BEGIN Information

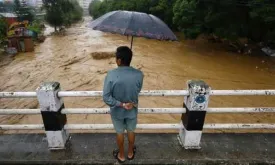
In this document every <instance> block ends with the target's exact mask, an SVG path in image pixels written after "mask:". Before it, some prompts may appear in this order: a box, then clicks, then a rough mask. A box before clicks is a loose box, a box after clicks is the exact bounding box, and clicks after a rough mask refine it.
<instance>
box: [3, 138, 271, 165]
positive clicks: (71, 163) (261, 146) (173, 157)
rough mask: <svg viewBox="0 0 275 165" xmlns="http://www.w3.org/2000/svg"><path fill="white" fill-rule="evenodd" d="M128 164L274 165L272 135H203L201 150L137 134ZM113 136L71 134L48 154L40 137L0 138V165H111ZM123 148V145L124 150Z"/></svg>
mask: <svg viewBox="0 0 275 165" xmlns="http://www.w3.org/2000/svg"><path fill="white" fill-rule="evenodd" d="M136 144H137V147H138V149H137V154H136V159H135V160H134V161H131V162H129V161H128V162H126V163H129V164H275V134H203V136H202V143H201V147H202V149H201V150H198V151H188V150H184V149H183V148H181V146H180V145H179V143H178V140H177V135H176V134H138V135H137V143H136ZM115 146H116V145H115V136H114V134H72V135H71V140H70V143H68V148H67V149H66V150H64V151H55V152H52V151H49V150H48V147H47V141H46V139H45V135H43V134H24V135H22V134H21V135H20V134H18V135H0V164H1V165H2V164H113V163H115V162H116V161H115V160H114V159H113V157H112V154H111V153H112V150H113V149H114V148H115ZM126 147H127V146H125V148H126Z"/></svg>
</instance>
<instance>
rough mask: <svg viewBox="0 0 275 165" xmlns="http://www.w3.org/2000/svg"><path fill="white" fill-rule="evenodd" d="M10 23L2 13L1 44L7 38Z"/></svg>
mask: <svg viewBox="0 0 275 165" xmlns="http://www.w3.org/2000/svg"><path fill="white" fill-rule="evenodd" d="M7 29H8V24H7V22H6V19H5V18H4V17H3V16H1V15H0V46H1V43H2V42H3V41H4V40H5V39H6V36H7Z"/></svg>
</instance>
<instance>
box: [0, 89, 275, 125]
mask: <svg viewBox="0 0 275 165" xmlns="http://www.w3.org/2000/svg"><path fill="white" fill-rule="evenodd" d="M188 94H189V92H188V90H148V91H141V93H140V96H187V95H188ZM210 95H216V96H228V95H230V96H234V95H236V96H239V95H244V96H248V95H252V96H256V95H266V96H268V95H275V90H212V91H211V92H210ZM36 96H37V94H36V92H0V98H35V97H36ZM58 96H59V97H100V96H102V91H59V92H58ZM185 112H186V109H185V108H139V113H140V114H182V113H185ZM261 112H266V113H267V112H275V107H239V108H208V109H207V113H261ZM40 113H41V112H40V109H0V115H37V114H40ZM61 113H62V114H109V113H110V109H109V108H64V109H62V112H61ZM43 128H44V126H43V125H0V129H3V130H10V129H17V130H20V129H24V130H26V129H30V130H31V129H36V130H37V129H43ZM65 128H66V129H91V130H93V129H95V130H99V129H113V127H112V124H69V125H66V127H65ZM137 128H139V129H179V128H181V127H180V124H138V126H137ZM203 128H204V129H275V124H269V123H268V124H245V123H237V124H235V123H229V124H205V125H204V127H203Z"/></svg>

END Information

Directions for this task: Reproduce these records exactly, but not the pictures.

Your solution:
In this document every <instance> block ends with the target's exact mask, an SVG path in image pixels written after "mask:". Before it, some prompts may appear in this order: a box, then clicks, then a rough mask. A box before clicks is a loose box, a box after clicks is the exact bounding box, and clicks after a rough mask refine it.
<instance>
box: [3, 138, 271, 165]
positive clicks: (71, 163) (261, 146) (173, 157)
rough mask: <svg viewBox="0 0 275 165" xmlns="http://www.w3.org/2000/svg"><path fill="white" fill-rule="evenodd" d="M128 164L274 165L272 135H203L201 150L137 134ZM113 136L71 134L48 154L40 137L0 138V165H111ZM123 148V145L124 150Z"/></svg>
mask: <svg viewBox="0 0 275 165" xmlns="http://www.w3.org/2000/svg"><path fill="white" fill-rule="evenodd" d="M136 144H137V147H138V149H137V154H136V159H135V160H134V161H131V162H129V161H128V162H126V163H129V164H275V134H203V136H202V143H201V147H202V149H201V150H198V151H188V150H184V149H183V148H181V146H180V145H179V143H178V140H177V135H176V134H138V135H137V143H136ZM115 146H116V145H115V136H114V134H72V135H71V140H70V143H68V148H67V149H66V150H64V151H55V152H52V151H49V150H48V147H47V141H46V139H45V135H43V134H24V135H22V134H21V135H20V134H18V135H0V164H1V165H2V164H113V163H115V162H116V161H115V160H114V159H113V157H112V154H111V153H112V150H113V149H114V148H115ZM126 147H127V146H125V148H126Z"/></svg>
</instance>
<instance>
rough mask: <svg viewBox="0 0 275 165" xmlns="http://www.w3.org/2000/svg"><path fill="white" fill-rule="evenodd" d="M10 23L2 13L1 44L7 38Z"/></svg>
mask: <svg viewBox="0 0 275 165" xmlns="http://www.w3.org/2000/svg"><path fill="white" fill-rule="evenodd" d="M7 29H8V24H7V22H6V19H5V18H4V17H3V16H1V15H0V46H1V43H2V42H3V41H4V40H5V39H6V36H7Z"/></svg>
</instance>
<instance>
box: [0, 89, 275, 125]
mask: <svg viewBox="0 0 275 165" xmlns="http://www.w3.org/2000/svg"><path fill="white" fill-rule="evenodd" d="M188 94H189V92H188V90H148V91H141V93H140V96H187V95H188ZM210 95H216V96H228V95H230V96H234V95H236V96H239V95H244V96H248V95H252V96H256V95H266V96H268V95H275V90H212V91H211V92H210ZM36 96H37V94H36V92H0V98H35V97H36ZM58 96H59V97H100V96H102V91H59V92H58ZM185 112H186V109H185V108H139V113H140V114H182V113H185ZM261 112H266V113H267V112H275V107H239V108H208V109H207V113H261ZM40 113H41V112H40V109H0V115H37V114H40ZM61 113H62V114H109V113H110V109H109V108H64V109H62V112H61ZM43 128H44V126H43V125H0V129H3V130H10V129H17V130H20V129H24V130H26V129H30V130H31V129H36V130H37V129H43ZM65 128H66V129H91V130H93V129H95V130H99V129H113V127H112V124H69V125H66V127H65ZM137 128H139V129H179V128H181V127H180V124H138V126H137ZM203 128H204V129H275V124H269V123H268V124H245V123H237V124H235V123H229V124H205V125H204V127H203Z"/></svg>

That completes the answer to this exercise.